Part of a data file:
····················
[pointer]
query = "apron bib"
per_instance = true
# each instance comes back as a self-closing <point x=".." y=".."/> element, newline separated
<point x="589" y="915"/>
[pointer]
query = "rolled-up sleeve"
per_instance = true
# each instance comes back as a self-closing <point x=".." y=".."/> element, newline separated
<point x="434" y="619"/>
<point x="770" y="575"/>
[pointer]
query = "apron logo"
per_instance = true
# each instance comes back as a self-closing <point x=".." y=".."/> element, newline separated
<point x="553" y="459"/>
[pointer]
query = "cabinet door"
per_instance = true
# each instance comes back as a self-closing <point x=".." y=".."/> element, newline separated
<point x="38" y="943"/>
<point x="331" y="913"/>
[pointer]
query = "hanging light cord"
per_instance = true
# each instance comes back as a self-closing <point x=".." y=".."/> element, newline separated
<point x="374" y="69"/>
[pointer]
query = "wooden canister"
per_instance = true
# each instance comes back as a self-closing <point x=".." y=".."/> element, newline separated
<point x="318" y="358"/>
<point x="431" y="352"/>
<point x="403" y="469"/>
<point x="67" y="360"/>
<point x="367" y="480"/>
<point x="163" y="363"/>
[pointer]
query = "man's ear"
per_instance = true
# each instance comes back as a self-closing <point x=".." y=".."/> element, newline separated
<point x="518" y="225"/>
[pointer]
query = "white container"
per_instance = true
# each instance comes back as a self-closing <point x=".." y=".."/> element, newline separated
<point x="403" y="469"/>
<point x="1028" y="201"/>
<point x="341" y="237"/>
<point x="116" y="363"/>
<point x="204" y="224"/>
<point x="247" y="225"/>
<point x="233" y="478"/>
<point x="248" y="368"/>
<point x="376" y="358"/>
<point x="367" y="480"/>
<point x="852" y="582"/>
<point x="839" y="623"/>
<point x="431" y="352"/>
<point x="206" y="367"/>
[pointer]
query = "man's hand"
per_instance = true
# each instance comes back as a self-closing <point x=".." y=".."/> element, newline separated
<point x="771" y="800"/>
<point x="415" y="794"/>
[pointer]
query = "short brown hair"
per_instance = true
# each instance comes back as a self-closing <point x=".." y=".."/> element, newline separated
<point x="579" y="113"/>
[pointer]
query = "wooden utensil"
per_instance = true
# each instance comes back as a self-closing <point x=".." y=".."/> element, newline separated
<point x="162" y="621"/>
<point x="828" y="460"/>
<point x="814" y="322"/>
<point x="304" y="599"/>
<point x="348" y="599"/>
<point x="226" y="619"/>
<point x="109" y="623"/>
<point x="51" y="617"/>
····················
● **DIRECTIONS FOR THIS TASK**:
Reproduce the material above, every line of it, exactly.

● **WORKED SOLUTION**:
[pointer]
query = "apron bib"
per_instance = true
# each instance comes back as a self-closing <point x=".." y=".."/> element, newline separated
<point x="589" y="915"/>
[pointer]
query = "rolled-up sleeve"
per_instance = true
# each instance comes back as a self-closing <point x=".." y=".."/> element, newline separated
<point x="434" y="619"/>
<point x="770" y="575"/>
[pointer]
query = "apron logo"
per_instance = true
# each instance comes back as a self-closing <point x=".." y=".."/> element, newline separated
<point x="553" y="459"/>
[pointer]
query = "cabinet door"
per_instance = true
# each instance comes back as a self-closing <point x=".." y=".."/> element, newline separated
<point x="38" y="943"/>
<point x="331" y="913"/>
[pointer]
query = "hanging light cord"
per_instance = true
# each instance comes back as a self-closing <point x=".." y=".."/> element, newline separated
<point x="374" y="69"/>
[pointer]
query = "wooden canister"
per_instance = true
# each instance comes back as a self-closing <point x=".." y=".."/> element, newline separated
<point x="318" y="358"/>
<point x="431" y="352"/>
<point x="403" y="469"/>
<point x="67" y="360"/>
<point x="367" y="480"/>
<point x="163" y="363"/>
[pointer]
query = "man's ear"
per_instance = true
# each instance comes back as a self-closing <point x=".." y=".."/> element, newline separated
<point x="518" y="225"/>
[pointer]
query = "white container"
per_instance = true
# each instance comes back as a self-closing <point x=".." y=".."/> element, newline separated
<point x="403" y="469"/>
<point x="1028" y="201"/>
<point x="341" y="237"/>
<point x="116" y="363"/>
<point x="204" y="224"/>
<point x="247" y="225"/>
<point x="233" y="478"/>
<point x="248" y="368"/>
<point x="376" y="358"/>
<point x="367" y="480"/>
<point x="852" y="582"/>
<point x="839" y="623"/>
<point x="431" y="352"/>
<point x="206" y="367"/>
[pointer]
query = "man's hand"
per_instance = true
# each instance comes back as a self-closing <point x=".." y=".."/> element, newline separated
<point x="771" y="800"/>
<point x="415" y="794"/>
[pointer]
query = "short brown hair"
per_instance = true
# each instance comes back as a self-closing <point x=".." y=".."/> element, newline separated
<point x="579" y="113"/>
[pointer]
query = "wooden utensil"
per_instance = true
# each instance comes back as a self-closing <point x=".." y=".."/> element, newline separated
<point x="162" y="621"/>
<point x="828" y="460"/>
<point x="814" y="322"/>
<point x="304" y="599"/>
<point x="348" y="599"/>
<point x="226" y="619"/>
<point x="109" y="623"/>
<point x="51" y="617"/>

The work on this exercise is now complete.